WHAT YOU SHOULD DO: List each line of the records below that contains the word "outlines".

EXERCISE DATA:
※

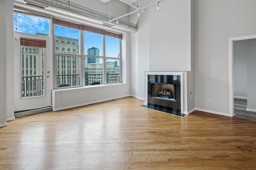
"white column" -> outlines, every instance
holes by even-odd
[[[6,3],[8,0],[0,0],[0,127],[6,126]]]

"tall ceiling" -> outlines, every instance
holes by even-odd
[[[130,4],[134,4],[137,1],[137,0],[123,0]],[[108,2],[108,0],[100,0],[100,1],[103,3],[106,3]]]

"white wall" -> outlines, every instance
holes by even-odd
[[[195,0],[198,109],[230,115],[228,38],[256,34],[255,6],[254,0]]]
[[[191,71],[187,74],[187,111],[188,113],[194,110],[195,108],[195,74],[194,74],[194,1],[191,1]]]
[[[14,68],[13,51],[13,0],[7,0],[6,10],[6,120],[9,121],[15,119],[14,116]]]
[[[234,91],[234,97],[247,98],[247,41],[235,41],[233,42]]]
[[[7,86],[7,74],[6,64],[9,44],[7,43],[7,39],[9,38],[8,31],[9,31],[8,22],[8,11],[12,10],[9,0],[1,0],[0,1],[0,21],[2,23],[0,25],[0,37],[1,41],[0,42],[0,51],[1,55],[0,62],[0,127],[7,125],[6,123],[6,113],[8,109],[8,104],[6,102],[7,96],[9,95],[6,91],[8,91]],[[12,57],[10,56],[10,57]],[[8,100],[9,101],[9,100]]]
[[[141,8],[155,2],[149,0],[142,4],[137,1],[134,5]],[[145,13],[140,12],[138,35],[130,34],[133,39],[130,50],[134,54],[131,56],[131,93],[138,98],[144,98],[145,71],[191,69],[190,0],[164,0],[159,3],[159,10],[156,6],[152,5],[145,9]],[[137,13],[135,15],[130,18],[131,22],[138,21]],[[134,51],[136,47],[133,47],[136,43],[138,52]]]
[[[190,71],[190,0],[164,0],[159,6],[150,8],[150,71]]]
[[[256,111],[256,39],[247,40],[247,109]]]

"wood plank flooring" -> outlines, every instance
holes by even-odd
[[[256,121],[184,117],[127,97],[16,119],[0,128],[0,169],[256,169]]]
[[[247,111],[247,100],[238,98],[234,98],[234,116],[256,120],[256,112]]]

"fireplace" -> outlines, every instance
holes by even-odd
[[[183,73],[148,72],[145,73],[147,92],[145,94],[146,98],[144,105],[149,108],[176,115],[186,115],[183,114]]]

※

ANSWER FOR THE TASK:
"white column" -> outlines, every instance
"tall ceiling" -> outlines, every instance
"white wall" -> outlines, every instance
"wood plank flooring" -> outlines, every instance
"fireplace" -> outlines, every instance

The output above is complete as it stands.